Records from a data source:
╭──

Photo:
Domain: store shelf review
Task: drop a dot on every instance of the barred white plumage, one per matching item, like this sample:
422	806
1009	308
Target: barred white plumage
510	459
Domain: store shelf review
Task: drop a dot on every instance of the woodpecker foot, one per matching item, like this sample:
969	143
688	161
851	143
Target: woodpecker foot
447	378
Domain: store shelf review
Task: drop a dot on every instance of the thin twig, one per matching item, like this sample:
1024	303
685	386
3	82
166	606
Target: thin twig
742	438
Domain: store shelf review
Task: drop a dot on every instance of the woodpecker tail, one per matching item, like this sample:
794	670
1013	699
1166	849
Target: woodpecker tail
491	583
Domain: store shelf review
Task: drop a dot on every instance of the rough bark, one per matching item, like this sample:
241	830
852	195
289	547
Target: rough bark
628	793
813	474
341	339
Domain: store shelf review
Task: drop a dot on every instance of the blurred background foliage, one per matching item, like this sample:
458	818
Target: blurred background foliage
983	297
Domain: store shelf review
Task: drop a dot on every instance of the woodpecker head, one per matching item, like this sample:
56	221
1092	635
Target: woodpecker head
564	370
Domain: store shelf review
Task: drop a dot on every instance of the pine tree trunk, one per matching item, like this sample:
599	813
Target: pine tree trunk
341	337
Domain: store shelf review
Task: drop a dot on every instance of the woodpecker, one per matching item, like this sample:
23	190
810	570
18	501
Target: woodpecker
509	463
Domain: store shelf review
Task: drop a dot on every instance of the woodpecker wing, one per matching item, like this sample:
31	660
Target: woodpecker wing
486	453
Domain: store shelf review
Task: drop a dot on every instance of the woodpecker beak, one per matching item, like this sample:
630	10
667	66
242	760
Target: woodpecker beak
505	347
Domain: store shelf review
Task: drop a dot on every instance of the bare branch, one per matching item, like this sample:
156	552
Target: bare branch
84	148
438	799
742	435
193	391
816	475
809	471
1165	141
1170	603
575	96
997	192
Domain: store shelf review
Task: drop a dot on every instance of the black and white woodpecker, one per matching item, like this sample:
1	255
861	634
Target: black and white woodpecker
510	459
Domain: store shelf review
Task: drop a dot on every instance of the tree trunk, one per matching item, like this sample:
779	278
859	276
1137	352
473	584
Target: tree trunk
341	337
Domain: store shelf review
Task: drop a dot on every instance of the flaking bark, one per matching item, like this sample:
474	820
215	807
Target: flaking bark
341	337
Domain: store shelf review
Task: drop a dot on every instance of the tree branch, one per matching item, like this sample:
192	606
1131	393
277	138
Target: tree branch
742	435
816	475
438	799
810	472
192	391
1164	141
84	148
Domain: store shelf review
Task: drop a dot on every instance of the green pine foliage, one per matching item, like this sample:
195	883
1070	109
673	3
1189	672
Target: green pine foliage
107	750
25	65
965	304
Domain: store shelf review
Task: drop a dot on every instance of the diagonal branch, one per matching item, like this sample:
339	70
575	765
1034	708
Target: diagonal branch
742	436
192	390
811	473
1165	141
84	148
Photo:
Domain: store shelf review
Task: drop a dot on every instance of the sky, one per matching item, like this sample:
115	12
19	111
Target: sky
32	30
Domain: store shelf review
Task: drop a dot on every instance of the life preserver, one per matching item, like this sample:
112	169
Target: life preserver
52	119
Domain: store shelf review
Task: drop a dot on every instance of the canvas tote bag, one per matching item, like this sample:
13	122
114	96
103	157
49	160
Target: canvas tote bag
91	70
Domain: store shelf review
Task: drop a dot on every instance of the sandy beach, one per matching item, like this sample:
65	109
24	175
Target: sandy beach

╰──

Please output the entries above, every line exactly as it reads.

## Expected answer
Photo:
Domain: store shelf review
Task: drop a dot on every instance of the barred white plumage, one per matching item, like this sample:
422	806
1009	308
Target: barred white plumage
510	459
Domain: store shelf review
Task: drop a dot on every instance of the woodpecker foot, one per matching item, like this sample:
969	143
688	161
851	143
Target: woodpecker foot
447	378
Domain: store shelf review
Task: drop a dot on every instance of the thin twig, one per matching item, like this sample:
1024	303
685	386
3	82
166	606
Target: thin twig
742	438
Domain: store shelf review
Task: drop a dot on every instance of the woodpecker tail, one per matching item, like this sample:
794	670
1013	699
1166	849
Target: woodpecker tail
491	583
Domain: store shelf review
Task: drop a dot on every instance of the rough bark, one per matching item, like this sample:
241	830
852	195
289	547
Target: rough bark
628	793
813	474
341	339
Domain: store shelf review
Task: drop a dot on every instance of the blurred background foliage, one per matching item, like this sample:
458	818
Target: blurred background foliage
983	297
Domain: store shelf review
Task: drop a dot on every instance of the woodpecker head, one per matching item, like this sample:
56	221
1092	635
Target: woodpecker head
564	370
Domain: store shelf review
Task: drop a dot on every instance of the pine tree trunk, one per matching item, like this sample:
599	813
Target: pine tree trunk
341	337
Domain: store shelf review
Task: drop a dot on every instance of the woodpecker, one per matching item, like this sample:
23	190
810	570
18	501
Target: woodpecker
509	463
Domain: store shelf review
Task: drop a dot on every instance of the woodpecker wing, one per matching item, like this sample:
31	660
Target: woodpecker wing
486	453
Domain: store shelf review
Task: drop a dot on every instance of the woodpecker beak, one per matching item, like this sample:
630	10
667	66
242	760
Target: woodpecker beak
505	347
Domain: store shelf review
Task: drop a dot on every instance of the bare branch, one per matching item, like this sample:
156	552
Target: bare branch
84	148
438	799
742	435
193	391
816	475
809	471
1165	141
1170	603
575	96
997	192
Domain: store shelf review
Task: drop a dot on every instance of the black and white woodpecker, one per matching item, like this sample:
1	255
861	634
Target: black and white woodpecker
510	459
Domain: store shelf review
Task: drop a dot on every instance of the tree trunk, one per matching item, like this sample:
779	278
859	276
1137	352
473	584
Target: tree trunk
341	337
Domain: store shelf review
Task: drop a dot on every instance of the flaking bark, one per matching item, like this sample:
474	820
215	807
Target: flaking bark
341	337
Domain: store shelf review
Task: drop a dot on every instance of the tree branch, one per matching item, like this sample:
192	606
1131	393
277	138
Target: tree branch
742	435
816	475
438	799
810	472
192	391
1164	141
84	148
Domain: store shelf review
Task: drop a dot on every instance of the green pine foliage, one per matching item, like this sample:
195	883
1070	109
673	3
1189	672
Target: green pine foliage
107	750
25	65
965	304
Domain: store shelf review
Task: drop a dot on every instance of the diagonal branch, one per matching item, like this sample:
339	70
575	765
1034	708
Target: diagonal branch
742	436
192	390
811	473
1165	141
84	148
Photo:
Domain: store shelf review
Task: drop a dot on every instance of the sky, one per matching item, like this sample:
115	12
19	111
Target: sky
32	30
Domain: store shelf review
Task: drop a dot on every instance of the life preserver, one per matching item, like this sample:
112	169
Target: life preserver
52	119
Domain: store shelf review
Task: drop a dot on every instance of the canvas tote bag, one per matching item, like this sample:
13	122
114	96
103	157
49	160
Target: canvas tote bag
91	70
Domain: store shelf review
Task: drop a dot on every instance of the sandy beach, one per matching item, like this sample:
65	109
24	175
Target: sandy beach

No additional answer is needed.